**Source extract:**
········
Transcriptional Analyses of pezAT—Analyses of sequences upstream of pezA indicated the presence of a characteristic -10 promoter sequence (TATAAT) 33 nucleotides upstream of the pezA start codon as well as an imperfect -35 sequence (TTGTGT) that is separated by 18 nucleotides from the -10 hexamer (Fig. 4A). A 56-bp imperfect palindrome sequence, designated PS, overlaps both the -10 and -35 region and is centered 59 nucleotides upstream of pezA. A putative ribosome-binding site (AGGAG) could also be found 6 nucleotides upstream of the ATG start codon (Fig. 4A).

To obtain information on the activity of the putative promoter designated P_pezAT, transcriptional fusions with a promoterless lacZ gene as a reporter in the E. coli plasmid pQF52 were carried out. The functionality of P_pezAT was validated when E. coli DH5 cells harboring pQF-pezAup (191 bp of the pezA upstream region cloned upstream of lacZ in pQF52) showed mean β-galactosidase activity of 130 (±25) Miller units compared with a value of less than 5 for cells harboring the pQF52 vector alone (Fig. 4D). No β-galactosidase activity could be detected in cells harboring pQF-pezTup (which contained sequences in the 193-bp region upstream of the pezT start codon) indicating no detectable promoter activity within the pezA reading frame immediately upstream of pezT.

The pezA and pezT reading frames overlap by 1 nucleotide and would appear to constitute a bicistronic operon, as in the case of other TA systems (1, 2). Total RNA was isolated from E. coli DH5 harboring the pQF-PezAT recombinant constructs, which contained the entire pezAT reading frames as well as 191 bp of sequences upstream of pezA encompassing the P_pezAT promoter. Reverse transcriptase was used to synthesize cDNAs that were complementary to pezAT mRNA and the resulting cDNAs were PCR-amplified using two oligonucleotide primers (1050-F and 1051-R) that would anneal to the 5'-end of pezA and the 3'-region of pezT, respectively (Fig. 4B). A single band was observed corresponding to the expected size if a single continuous RNA transcript containing pezAT were present (Fig. 4C). Sequencing of this PCR product confirmed its identity. The individual pezA and pezT genes were also amplified using primers that anneal to regions within the respective reading frames as controls (Fig. 4C). Possible DNA contamination can be excluded since no PCR products were evident in the negative controls without a reverse transcriptase extension step but still applying the same RNA samples.

Total RNA isolated from E. coli harboring pQF-PezAT was subjected to 5'-RACE to determine the transcriptional start site. Sequencing of the 5'-RACE products obtained from three different preparations of RNA showed that the pezAT transcript initiated at the A residue 21 bp upstream of the pezA start codon (designated +1 in Fig. 4A). Taken together, these results show that pezAT is a bicistronic operon that is transcribed from a ⁷⁰-like promoter, P_pezAT, the Pribnow box starting 33 bp upstream of the pezA start codon.
········
**Dataset records:**
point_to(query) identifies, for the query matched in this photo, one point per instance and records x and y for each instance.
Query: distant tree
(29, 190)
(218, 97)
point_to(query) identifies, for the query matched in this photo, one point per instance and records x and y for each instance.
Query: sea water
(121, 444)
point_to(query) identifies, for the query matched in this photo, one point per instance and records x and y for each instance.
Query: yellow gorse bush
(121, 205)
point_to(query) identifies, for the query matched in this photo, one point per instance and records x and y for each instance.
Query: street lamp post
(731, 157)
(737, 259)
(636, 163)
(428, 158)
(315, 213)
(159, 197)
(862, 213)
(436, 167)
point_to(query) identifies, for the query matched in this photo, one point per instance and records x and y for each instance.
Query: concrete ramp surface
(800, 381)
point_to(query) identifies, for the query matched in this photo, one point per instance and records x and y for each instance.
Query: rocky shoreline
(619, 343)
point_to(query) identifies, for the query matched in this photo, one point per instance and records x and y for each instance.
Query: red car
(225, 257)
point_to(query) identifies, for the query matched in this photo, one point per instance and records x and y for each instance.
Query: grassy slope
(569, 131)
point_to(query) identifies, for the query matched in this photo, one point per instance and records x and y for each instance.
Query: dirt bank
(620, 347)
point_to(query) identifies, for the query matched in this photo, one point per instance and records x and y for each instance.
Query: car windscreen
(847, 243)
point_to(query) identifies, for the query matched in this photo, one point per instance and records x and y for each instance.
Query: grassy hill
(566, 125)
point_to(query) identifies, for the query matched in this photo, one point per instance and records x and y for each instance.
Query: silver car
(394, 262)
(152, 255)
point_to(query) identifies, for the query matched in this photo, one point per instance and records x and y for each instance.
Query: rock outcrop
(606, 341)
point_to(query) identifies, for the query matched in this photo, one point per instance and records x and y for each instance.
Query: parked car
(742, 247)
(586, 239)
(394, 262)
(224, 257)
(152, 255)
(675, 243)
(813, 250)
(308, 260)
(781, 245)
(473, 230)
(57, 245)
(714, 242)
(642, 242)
········
**Task to carry out:**
Quote the passage on pezAT transcription above word for word, starting with "Transcriptional Analyses of" and going on through "codon (Fig. 4A).".

**Solved exercise:**
Transcriptional Analyses of pezAT—Analyses of sequences upstream of pezA indicated the presence of a characteristic -10 promoter sequence (TATAAT) 33 nucleotides upstream of the pezA start codon as well as an imperfect -35 sequence (TTGTGT) that is separated by 18 nucleotides from the -10 hexamer (Fig. 4A). A 56-bp imperfect palindrome sequence, designated PS, overlaps both the -10 and -35 region and is centered 59 nucleotides upstream of pezA. A putative ribosome-binding site (AGGAG) could also be found 6 nucleotides upstream of the ATG start codon (Fig. 4A).